▸ **The request**: Output the records below as a JSON list of strings, one string per line, leaving out blank lines.

***** Entries supplied *****

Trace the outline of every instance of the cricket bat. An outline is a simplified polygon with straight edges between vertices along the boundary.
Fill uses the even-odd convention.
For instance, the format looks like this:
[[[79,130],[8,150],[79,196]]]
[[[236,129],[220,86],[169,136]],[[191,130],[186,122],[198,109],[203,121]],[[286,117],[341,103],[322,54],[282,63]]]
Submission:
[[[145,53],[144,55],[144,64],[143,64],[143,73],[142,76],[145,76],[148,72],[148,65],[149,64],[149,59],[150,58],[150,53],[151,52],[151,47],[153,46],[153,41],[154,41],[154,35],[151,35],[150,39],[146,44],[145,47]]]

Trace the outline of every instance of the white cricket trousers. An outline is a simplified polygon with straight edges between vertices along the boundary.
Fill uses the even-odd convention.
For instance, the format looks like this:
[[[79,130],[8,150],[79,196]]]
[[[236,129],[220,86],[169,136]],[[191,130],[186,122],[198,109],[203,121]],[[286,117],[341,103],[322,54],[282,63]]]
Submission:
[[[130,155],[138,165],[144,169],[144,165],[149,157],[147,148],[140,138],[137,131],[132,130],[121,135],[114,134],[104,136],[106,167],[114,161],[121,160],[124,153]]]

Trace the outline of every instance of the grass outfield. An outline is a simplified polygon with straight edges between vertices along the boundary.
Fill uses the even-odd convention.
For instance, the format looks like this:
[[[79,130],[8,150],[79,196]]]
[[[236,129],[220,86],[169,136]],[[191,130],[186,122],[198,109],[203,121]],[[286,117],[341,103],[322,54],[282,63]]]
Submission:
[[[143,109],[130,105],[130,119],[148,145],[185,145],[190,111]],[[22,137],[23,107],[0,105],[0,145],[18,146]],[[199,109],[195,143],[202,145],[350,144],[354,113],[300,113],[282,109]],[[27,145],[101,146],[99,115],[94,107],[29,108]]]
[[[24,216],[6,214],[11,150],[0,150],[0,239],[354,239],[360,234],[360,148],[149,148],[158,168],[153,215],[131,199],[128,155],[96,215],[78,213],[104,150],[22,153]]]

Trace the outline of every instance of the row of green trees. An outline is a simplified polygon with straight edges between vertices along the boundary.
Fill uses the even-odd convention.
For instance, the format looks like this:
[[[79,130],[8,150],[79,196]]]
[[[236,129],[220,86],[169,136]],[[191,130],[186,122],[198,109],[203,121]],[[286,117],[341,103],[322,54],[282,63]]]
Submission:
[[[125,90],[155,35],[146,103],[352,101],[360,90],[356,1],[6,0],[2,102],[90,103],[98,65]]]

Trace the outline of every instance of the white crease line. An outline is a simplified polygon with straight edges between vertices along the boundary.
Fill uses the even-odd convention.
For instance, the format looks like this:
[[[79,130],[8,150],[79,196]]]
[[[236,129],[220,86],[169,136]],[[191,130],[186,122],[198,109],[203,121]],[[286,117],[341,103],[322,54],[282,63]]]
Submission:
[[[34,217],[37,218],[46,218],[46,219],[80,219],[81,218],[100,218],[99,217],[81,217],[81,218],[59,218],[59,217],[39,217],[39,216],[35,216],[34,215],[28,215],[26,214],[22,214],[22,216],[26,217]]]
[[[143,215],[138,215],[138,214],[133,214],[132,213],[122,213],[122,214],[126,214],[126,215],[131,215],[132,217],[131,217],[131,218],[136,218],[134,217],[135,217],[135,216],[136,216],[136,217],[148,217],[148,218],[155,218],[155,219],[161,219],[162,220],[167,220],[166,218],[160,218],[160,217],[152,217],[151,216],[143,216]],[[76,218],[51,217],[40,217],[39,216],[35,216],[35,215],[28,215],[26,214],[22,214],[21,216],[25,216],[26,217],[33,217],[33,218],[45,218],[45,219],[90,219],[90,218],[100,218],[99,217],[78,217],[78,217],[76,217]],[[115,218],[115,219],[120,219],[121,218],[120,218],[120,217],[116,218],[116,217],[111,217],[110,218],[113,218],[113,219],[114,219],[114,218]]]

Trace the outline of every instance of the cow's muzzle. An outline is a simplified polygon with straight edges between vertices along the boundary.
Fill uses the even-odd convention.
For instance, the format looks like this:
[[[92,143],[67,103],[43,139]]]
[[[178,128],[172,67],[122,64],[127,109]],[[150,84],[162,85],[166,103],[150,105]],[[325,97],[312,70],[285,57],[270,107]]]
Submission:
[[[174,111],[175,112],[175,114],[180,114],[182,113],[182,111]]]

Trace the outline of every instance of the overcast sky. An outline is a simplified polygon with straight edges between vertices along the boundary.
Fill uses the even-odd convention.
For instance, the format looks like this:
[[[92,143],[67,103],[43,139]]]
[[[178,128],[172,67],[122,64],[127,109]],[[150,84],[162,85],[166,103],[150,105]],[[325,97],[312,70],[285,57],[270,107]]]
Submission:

*****

▸ **Task response**:
[
  "Trace the outline of every instance of the cricket bat. An outline is a simplified polygon with straight edges between vertices along the boundary.",
  "Fill uses the even-odd convention.",
  "For instance, the format looks like this:",
  "[[[79,130],[8,150],[79,196]]]",
  "[[[236,129],[220,86],[169,136]],[[191,130],[186,122],[198,109],[203,121]],[[286,117],[341,103],[322,54],[282,63]]]",
  "Submission:",
  "[[[145,53],[144,55],[144,64],[143,64],[143,73],[142,76],[145,76],[148,72],[148,65],[149,64],[149,59],[150,58],[150,53],[151,52],[151,47],[153,46],[153,41],[154,41],[154,35],[151,35],[150,39],[146,44],[145,47]]]",
  "Trace the outline of every instance of the white cricket trousers. An outline is a simplified polygon with straight edges between vertices along the boundary.",
  "Fill uses the even-odd convention.",
  "For instance, the format looks like this:",
  "[[[79,130],[8,150],[79,196]]]",
  "[[[236,129],[220,86],[169,136]],[[191,130],[186,122],[198,109],[203,121]],[[286,117],[341,103],[322,54],[282,63]]]",
  "Submission:",
  "[[[130,155],[138,165],[144,169],[144,165],[149,157],[147,148],[140,138],[137,131],[132,130],[121,135],[114,134],[104,136],[106,167],[114,161],[121,160],[124,153]]]",
  "Trace the outline of every instance of the grass outfield. An outline is a simplified polygon with straight edges between vertices along the boundary.",
  "Fill uses the even-odd convention.",
  "For instance, the format looks like this:",
  "[[[79,130],[8,150],[79,196]]]",
  "[[[236,129],[220,86],[169,136]],[[191,130],[186,122],[198,109],[203,121]],[[286,117],[341,103],[322,54],[282,63]]]",
  "Submission:",
  "[[[143,109],[130,105],[130,119],[148,145],[185,145],[190,111]],[[22,137],[23,107],[0,105],[0,145],[18,146]],[[199,109],[195,143],[202,145],[350,144],[354,113],[300,113],[282,109]],[[27,145],[101,146],[99,115],[94,107],[29,108]]]",
  "[[[24,216],[6,214],[11,150],[0,150],[0,239],[354,239],[360,234],[360,148],[149,148],[158,168],[153,215],[131,199],[128,155],[96,215],[78,213],[104,150],[22,153]]]",
  "Trace the outline of every instance of the row of green trees. An outline is a simplified polygon with straight edges between vertices along the boundary.",
  "Fill uses the even-odd convention.",
  "For instance, the format looks like this:",
  "[[[79,130],[8,150],[79,196]]]",
  "[[[236,129],[220,86],[169,136]],[[191,130],[186,122],[198,109],[203,121]],[[286,117],[341,103],[322,54],[282,63]]]",
  "Submission:",
  "[[[125,90],[155,35],[146,103],[352,101],[360,90],[356,1],[6,0],[2,102],[90,103],[98,65]]]",
  "Trace the outline of every instance of the white crease line. An outline is a simplified polygon with straight edges between vertices along the boundary.",
  "Fill uses the even-odd convention.",
  "For instance, the format looks like this:",
  "[[[79,130],[8,150],[79,196]]]",
  "[[[236,129],[220,86],[169,136]],[[191,130],[186,122],[198,109],[203,121]],[[286,117],[341,103],[322,54],[282,63]]]",
  "Submission:",
  "[[[34,217],[37,218],[46,218],[46,219],[80,219],[81,218],[100,218],[99,217],[81,217],[81,218],[59,218],[59,217],[39,217],[39,216],[35,216],[34,215],[28,215],[26,214],[22,214],[22,216],[26,217]]]",
  "[[[143,215],[138,215],[138,214],[133,214],[132,213],[122,213],[122,214],[126,214],[126,215],[131,215],[132,217],[131,217],[131,218],[136,218],[134,217],[135,217],[135,216],[136,216],[136,217],[148,217],[148,218],[155,218],[155,219],[161,219],[162,220],[167,220],[166,218],[160,218],[160,217],[152,217],[151,216],[143,216]],[[76,218],[51,217],[40,217],[39,216],[35,216],[35,215],[28,215],[26,214],[22,214],[21,216],[25,216],[26,217],[33,217],[33,218],[45,218],[45,219],[90,219],[90,218],[100,218],[99,217],[78,217],[78,217],[76,217]],[[115,218],[115,219],[120,219],[121,218],[120,218],[120,217],[116,218],[116,217],[111,217],[110,218],[113,218],[113,219],[114,219],[114,218]]]",
  "Trace the outline of every instance of the cow's muzzle. An outline is a simplified polygon with straight edges between vertices along the boundary.",
  "Fill uses the even-odd convention.",
  "For instance, the format looks like this:",
  "[[[92,143],[67,103],[43,139]]]",
  "[[[178,128],[172,67],[122,64],[127,109]],[[150,84],[162,85],[166,103],[150,105]],[[325,97],[312,70],[285,57],[270,107]]]",
  "Submission:",
  "[[[174,111],[175,112],[175,114],[180,114],[182,113],[182,111]]]",
  "Trace the outline of every instance of the overcast sky. An outline is a simplified polygon with straight edges between vertices along the boundary.",
  "Fill uses the even-odd convention.",
  "For instance, the format looks like this:",
  "[[[92,143],[67,103],[43,139]]]",
  "[[[178,128],[172,67],[122,64],[127,109]],[[150,84],[162,85],[166,103],[150,105]],[[325,97],[312,70],[285,57],[270,107]]]",
  "Submission:"
]